Excerpted passage:
I think that there is an excellent point here that "Incentives matter".

Welfare is currently designed such that married couples or even co-habitating couples are punished and given less resources to succeed. Its unclear if that was an intentional attack on the black family unit or just an unfortunate consequence but the destruction of the poor black family is one of the main consequences of that policy. This could be easily fixed by removing the marriage penalty from all government programs and actually proving a small incentive for two people to stay toughener and raise a child.

Just like incentives matter in welfare the do so in schools as well.

There is no Incentive for good teachers to teach at poor schools, and no incentive for good students to go to said poor schools so anyone that can just gets out and goes somewhere better. Because of this, schools naturally segregate. If no effort is taken to integrate them over time schools will segregate into rich schools and poor schools which also tends to mean white/asian schools vs black/Hispanic schools due to how wealth is distributed demographicaly in the US. Its a self reinforcing loop where if a school is on an upward or downward trend it will continue on that trend until it either levels off at the top or sinks to the bottom.





user-inactivated  ·  2510 days ago  ·  link  ·  

Your point makes sense in regard to welfare, although to be honest I don't really know anything about it so take my agreement for what it's worth.

I agree school segregation is a self reinforcing loop, because school segregation is both a cause and an effect of income inequality (via geographic segregation). But we could short that circuit if there were the political will to put resources into creating incentives for local governments (it's very expensive), teachers and parents. In the FY2017 Obama budget proposal, there was originally a $120 million grant program for integration, which was eventually reduced by 90% to $12 million. Now Devos might cut that in the name of "school choice" -- a dog whistle for de facto segregation.

Provided information:
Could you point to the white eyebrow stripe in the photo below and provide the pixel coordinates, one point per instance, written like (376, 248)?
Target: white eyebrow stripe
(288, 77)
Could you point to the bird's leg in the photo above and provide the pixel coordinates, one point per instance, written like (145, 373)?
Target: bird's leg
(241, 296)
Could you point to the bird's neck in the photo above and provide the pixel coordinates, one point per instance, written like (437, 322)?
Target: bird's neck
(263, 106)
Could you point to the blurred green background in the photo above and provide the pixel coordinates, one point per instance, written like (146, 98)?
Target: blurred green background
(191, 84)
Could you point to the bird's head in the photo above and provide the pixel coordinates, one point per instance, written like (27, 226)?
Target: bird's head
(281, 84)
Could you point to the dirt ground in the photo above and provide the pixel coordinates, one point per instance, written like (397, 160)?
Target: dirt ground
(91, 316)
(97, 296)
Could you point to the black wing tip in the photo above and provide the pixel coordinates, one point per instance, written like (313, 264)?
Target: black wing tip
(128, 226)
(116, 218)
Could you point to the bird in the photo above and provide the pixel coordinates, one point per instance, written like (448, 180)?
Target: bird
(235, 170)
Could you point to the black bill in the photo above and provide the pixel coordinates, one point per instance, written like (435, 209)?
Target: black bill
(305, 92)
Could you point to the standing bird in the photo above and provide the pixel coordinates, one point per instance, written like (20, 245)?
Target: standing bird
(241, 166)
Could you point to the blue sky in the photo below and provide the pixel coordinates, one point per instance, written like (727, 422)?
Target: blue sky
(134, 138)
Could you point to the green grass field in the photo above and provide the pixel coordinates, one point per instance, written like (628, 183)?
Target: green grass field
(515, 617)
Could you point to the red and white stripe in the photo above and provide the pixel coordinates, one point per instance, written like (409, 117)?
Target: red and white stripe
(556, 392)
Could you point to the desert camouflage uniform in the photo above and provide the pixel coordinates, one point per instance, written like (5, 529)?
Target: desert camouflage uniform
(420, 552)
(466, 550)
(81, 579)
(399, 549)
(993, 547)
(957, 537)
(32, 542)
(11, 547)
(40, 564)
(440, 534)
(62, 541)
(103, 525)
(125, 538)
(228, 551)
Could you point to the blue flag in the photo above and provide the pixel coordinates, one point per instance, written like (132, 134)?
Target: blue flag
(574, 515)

Exercise aim:
Could you continue the discussion of welfare incentives and school segregation, picking up right after its last sentence? Nothing in the rows is needed here.

Result:
On the other hand, if we choose to follow political decisions (in this case, politically motivated legal decisions) like Miliken v Bradley and allow de facto segregation in schools, then we will never be able to have the equality of opportunity that would narrow the income and achievement gaps across races and prevent auto-segregation.

Another thing to consider is why we can't appreciate the inherit incentives of school integration: It appears to do a whole lot of good for a lot of kids. Integration leads to higher achievement in several subjects, especially for black students. Based on the research I've seen, there is little to no effect on white students' performance. I don't know of any other pro-equality public policies that minimizes loses as much as integration does. As for the big picture, the potential knock-on effects of reducing systemic inequality should provide a lot of long-term incentive for white communities to embrace integration. It's not a panacea, but there are a lot of reasons to be (cautiously) optimistic about school integration.

I think one, maybe not the only but at least one, reason we don't think about the inherit incentives of integration is that racism makes supporting integration politically toxic. Both white and black communities were widely opposed to integration in the 70s, and white families fought particularly hard to keep black students out of white schools. After that, white flight kicked in to avoid having to send white kids to predominately black schools.